__Records for the task__:
##########

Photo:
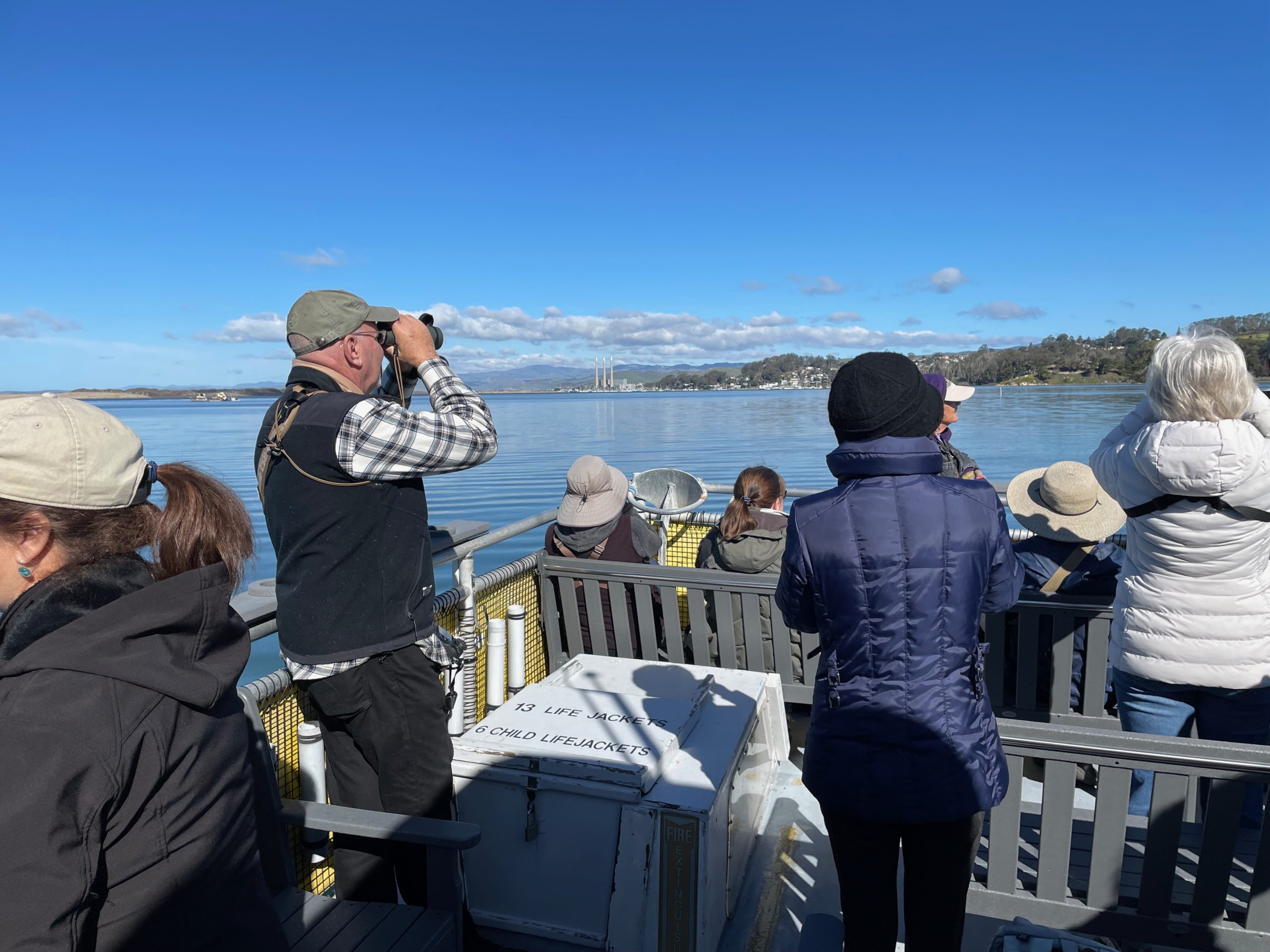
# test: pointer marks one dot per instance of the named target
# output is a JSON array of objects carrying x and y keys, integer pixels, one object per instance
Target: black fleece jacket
[{"x": 126, "y": 815}]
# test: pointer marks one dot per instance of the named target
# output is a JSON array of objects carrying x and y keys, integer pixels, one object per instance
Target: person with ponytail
[
  {"x": 750, "y": 538},
  {"x": 126, "y": 796}
]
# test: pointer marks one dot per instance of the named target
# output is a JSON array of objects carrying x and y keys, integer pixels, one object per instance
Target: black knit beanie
[{"x": 882, "y": 394}]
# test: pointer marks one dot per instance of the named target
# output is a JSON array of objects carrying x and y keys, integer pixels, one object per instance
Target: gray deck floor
[{"x": 792, "y": 876}]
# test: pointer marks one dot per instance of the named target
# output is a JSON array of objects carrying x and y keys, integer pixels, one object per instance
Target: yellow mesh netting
[
  {"x": 684, "y": 540},
  {"x": 282, "y": 714},
  {"x": 681, "y": 552}
]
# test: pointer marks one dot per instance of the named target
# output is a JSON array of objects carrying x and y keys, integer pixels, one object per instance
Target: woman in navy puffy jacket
[{"x": 893, "y": 569}]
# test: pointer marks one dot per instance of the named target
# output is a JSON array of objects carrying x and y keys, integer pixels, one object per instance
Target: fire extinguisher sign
[{"x": 681, "y": 847}]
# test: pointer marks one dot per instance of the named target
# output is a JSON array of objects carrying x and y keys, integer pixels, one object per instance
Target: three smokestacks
[{"x": 605, "y": 373}]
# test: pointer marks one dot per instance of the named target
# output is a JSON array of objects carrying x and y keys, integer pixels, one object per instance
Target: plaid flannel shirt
[{"x": 380, "y": 440}]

##########

__Your instructions__: In the material above, the line with "Target: fire extinguisher sign" marks the start. Print it and every line after it through the last, exactly.

__Your solution__:
Target: fire extinguisher sign
[{"x": 681, "y": 847}]
# test: pointer marks one dot per instance of the named target
# output is a JSON array of objects carrying x and y keys, integer pixels, one object per instance
Target: three smokestacks
[{"x": 605, "y": 373}]
# test: pointer marks one dot per instance of the named target
# output is a JSON array of objects carrying x and y keys, integer pixels, one object per instance
Target: plaid flannel shirt
[{"x": 380, "y": 440}]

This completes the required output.